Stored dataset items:
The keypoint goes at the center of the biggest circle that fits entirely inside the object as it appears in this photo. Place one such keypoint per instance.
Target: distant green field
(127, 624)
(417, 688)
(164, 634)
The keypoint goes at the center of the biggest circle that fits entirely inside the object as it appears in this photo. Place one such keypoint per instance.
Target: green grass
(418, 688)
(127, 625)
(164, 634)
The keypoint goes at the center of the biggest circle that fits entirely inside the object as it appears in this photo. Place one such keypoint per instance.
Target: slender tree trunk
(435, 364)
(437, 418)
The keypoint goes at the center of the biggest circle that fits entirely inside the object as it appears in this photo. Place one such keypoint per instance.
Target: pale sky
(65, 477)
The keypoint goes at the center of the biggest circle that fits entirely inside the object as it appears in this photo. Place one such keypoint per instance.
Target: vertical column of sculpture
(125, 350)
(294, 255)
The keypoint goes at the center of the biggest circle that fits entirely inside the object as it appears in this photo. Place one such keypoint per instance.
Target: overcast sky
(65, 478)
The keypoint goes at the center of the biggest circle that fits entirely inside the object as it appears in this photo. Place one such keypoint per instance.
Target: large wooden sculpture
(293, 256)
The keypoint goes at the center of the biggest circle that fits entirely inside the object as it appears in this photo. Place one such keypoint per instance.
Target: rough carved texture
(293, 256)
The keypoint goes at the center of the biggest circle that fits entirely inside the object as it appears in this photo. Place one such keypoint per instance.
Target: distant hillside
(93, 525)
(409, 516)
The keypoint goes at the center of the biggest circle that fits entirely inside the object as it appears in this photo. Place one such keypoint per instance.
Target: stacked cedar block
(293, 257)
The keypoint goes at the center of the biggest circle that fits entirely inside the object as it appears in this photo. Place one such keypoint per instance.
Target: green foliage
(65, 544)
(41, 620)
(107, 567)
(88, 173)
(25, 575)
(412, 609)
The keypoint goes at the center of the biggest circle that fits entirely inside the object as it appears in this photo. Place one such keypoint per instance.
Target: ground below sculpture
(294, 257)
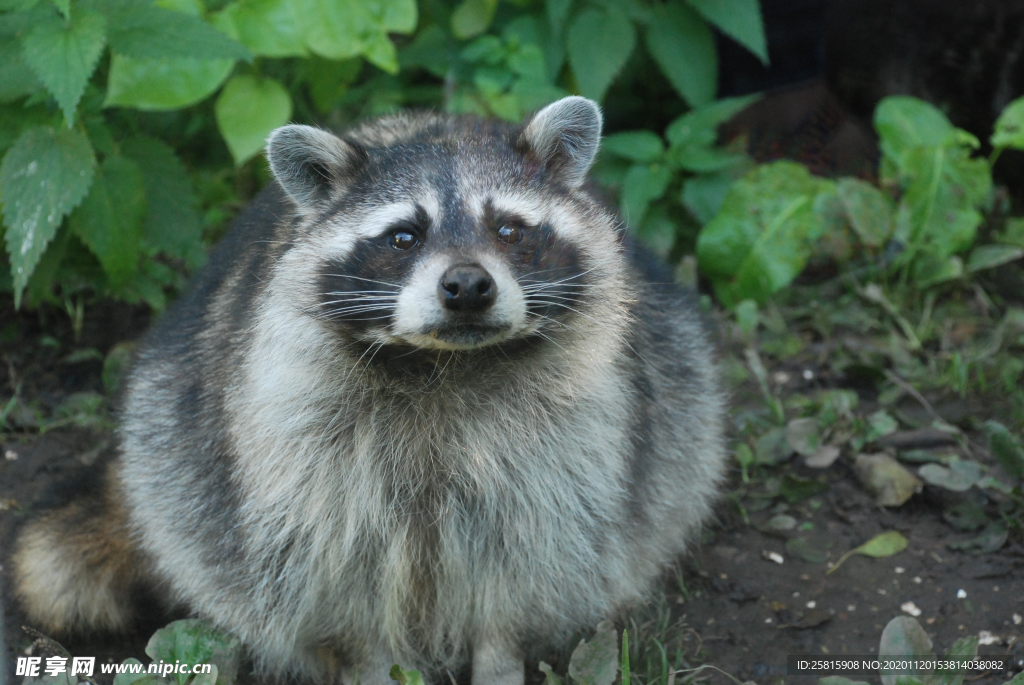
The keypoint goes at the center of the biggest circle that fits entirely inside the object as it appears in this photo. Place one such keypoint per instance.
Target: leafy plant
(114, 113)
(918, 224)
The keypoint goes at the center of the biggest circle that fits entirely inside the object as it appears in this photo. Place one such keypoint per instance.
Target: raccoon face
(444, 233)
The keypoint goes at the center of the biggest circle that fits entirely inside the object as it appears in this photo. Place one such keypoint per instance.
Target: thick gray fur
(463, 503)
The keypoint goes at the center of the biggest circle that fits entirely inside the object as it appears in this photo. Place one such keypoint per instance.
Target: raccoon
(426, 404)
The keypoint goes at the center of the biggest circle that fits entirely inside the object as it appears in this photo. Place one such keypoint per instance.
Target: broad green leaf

* * *

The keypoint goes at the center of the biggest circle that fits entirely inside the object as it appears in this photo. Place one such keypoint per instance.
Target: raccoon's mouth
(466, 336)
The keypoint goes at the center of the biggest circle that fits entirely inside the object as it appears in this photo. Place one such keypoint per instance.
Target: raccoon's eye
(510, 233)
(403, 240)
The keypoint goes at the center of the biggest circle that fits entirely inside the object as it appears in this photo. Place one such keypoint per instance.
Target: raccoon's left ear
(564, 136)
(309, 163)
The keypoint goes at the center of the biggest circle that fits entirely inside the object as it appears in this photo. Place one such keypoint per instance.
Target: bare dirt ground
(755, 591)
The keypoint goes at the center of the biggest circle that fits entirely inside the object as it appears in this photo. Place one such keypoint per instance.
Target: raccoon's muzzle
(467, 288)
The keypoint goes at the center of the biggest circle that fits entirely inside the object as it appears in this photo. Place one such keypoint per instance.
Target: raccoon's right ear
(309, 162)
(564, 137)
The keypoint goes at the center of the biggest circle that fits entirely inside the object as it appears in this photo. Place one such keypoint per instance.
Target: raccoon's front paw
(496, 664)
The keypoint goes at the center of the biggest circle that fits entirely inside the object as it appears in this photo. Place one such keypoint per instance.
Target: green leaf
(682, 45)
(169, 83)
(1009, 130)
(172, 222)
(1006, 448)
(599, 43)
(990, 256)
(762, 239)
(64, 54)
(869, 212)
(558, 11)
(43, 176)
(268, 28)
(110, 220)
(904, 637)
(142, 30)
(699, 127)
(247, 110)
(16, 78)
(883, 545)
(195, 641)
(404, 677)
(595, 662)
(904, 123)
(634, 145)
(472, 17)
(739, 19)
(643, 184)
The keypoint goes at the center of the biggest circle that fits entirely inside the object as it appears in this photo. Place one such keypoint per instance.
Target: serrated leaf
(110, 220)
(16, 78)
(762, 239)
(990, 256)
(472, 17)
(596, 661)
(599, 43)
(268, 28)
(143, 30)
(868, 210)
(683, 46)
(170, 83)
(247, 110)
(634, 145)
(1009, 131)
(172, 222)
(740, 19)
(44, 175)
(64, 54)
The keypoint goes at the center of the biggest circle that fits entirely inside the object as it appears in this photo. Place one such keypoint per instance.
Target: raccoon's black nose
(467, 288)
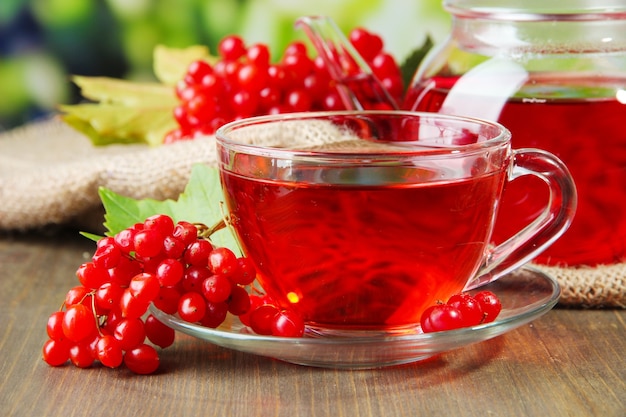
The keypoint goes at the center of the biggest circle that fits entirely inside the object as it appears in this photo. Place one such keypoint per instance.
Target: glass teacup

What to do:
Pull out every line above that contains the word "green", copying each one in full. Case counts.

Correct response:
Target: distant green field
Target: green grass
Target: green foliage
Target: broad green leaf
Target: green leaf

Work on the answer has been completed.